Location annotation dataset excerpts:
begin

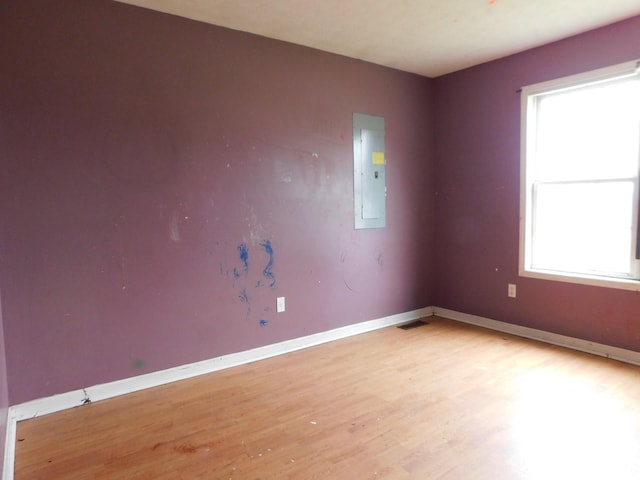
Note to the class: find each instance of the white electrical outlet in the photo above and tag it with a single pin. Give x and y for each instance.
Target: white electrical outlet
(280, 304)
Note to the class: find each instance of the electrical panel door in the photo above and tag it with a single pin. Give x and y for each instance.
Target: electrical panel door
(369, 161)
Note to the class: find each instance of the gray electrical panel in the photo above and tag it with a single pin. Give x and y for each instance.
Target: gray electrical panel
(369, 161)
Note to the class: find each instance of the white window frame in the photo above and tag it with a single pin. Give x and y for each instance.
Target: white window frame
(526, 174)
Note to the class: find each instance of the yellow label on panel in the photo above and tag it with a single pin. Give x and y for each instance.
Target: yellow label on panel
(378, 158)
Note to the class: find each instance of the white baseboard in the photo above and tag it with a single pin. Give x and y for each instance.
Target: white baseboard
(621, 354)
(94, 393)
(55, 403)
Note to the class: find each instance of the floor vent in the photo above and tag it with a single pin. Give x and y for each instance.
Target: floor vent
(416, 324)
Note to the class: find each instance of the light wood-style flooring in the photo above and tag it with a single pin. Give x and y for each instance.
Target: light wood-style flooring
(442, 401)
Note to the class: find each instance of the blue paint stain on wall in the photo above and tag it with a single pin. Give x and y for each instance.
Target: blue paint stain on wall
(243, 251)
(244, 297)
(268, 270)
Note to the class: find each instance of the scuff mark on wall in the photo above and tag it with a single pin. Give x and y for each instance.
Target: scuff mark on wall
(243, 251)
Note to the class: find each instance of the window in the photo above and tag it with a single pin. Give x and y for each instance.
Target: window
(579, 189)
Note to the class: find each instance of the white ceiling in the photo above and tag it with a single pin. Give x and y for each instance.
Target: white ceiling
(428, 37)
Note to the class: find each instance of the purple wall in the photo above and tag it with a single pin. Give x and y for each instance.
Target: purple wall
(477, 127)
(4, 394)
(141, 152)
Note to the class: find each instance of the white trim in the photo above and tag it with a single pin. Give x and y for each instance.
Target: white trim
(621, 354)
(528, 122)
(9, 448)
(76, 398)
(55, 403)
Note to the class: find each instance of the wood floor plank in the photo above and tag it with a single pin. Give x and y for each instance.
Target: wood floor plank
(441, 401)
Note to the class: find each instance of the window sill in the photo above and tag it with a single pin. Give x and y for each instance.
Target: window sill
(580, 279)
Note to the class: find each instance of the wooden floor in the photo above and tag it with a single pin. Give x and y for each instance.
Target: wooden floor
(442, 401)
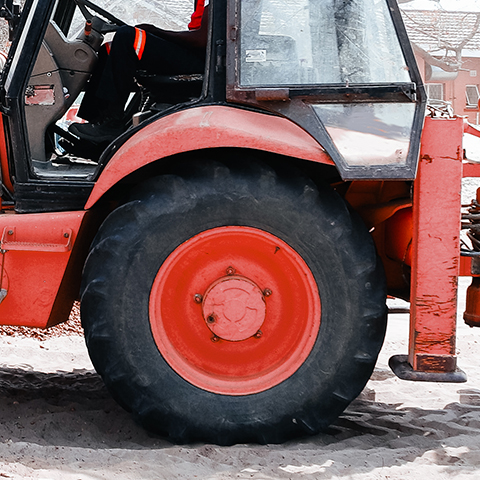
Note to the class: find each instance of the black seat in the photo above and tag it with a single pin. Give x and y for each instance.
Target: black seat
(170, 89)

end

To do: Extract the lines of the records verbatim, from the line containing "Note to the class: find each instance of the wood floor" through the end of the records, including both ends. Leave out the pictures.

Output of the exercise:
Note to the class: find each instance of the wood floor plank in the photo above and tag it with a single pin. Give x and y for each instance.
Target: wood floor plank
(441, 401)
Note to the class: find each instance of the window sill in the photo above and tag it with a single pin. Give x and y for each instance.
Target: window sill
(580, 279)
Note to the class: find each instance of the wooden floor in the photo above and tag it with a single pin. Give x and y for each instance.
Target: wooden floor
(442, 401)
Note to the class: find each instance of the black seat in the photo above and tag it with a single pin. Give x and y for each instance.
Target: black seat
(170, 89)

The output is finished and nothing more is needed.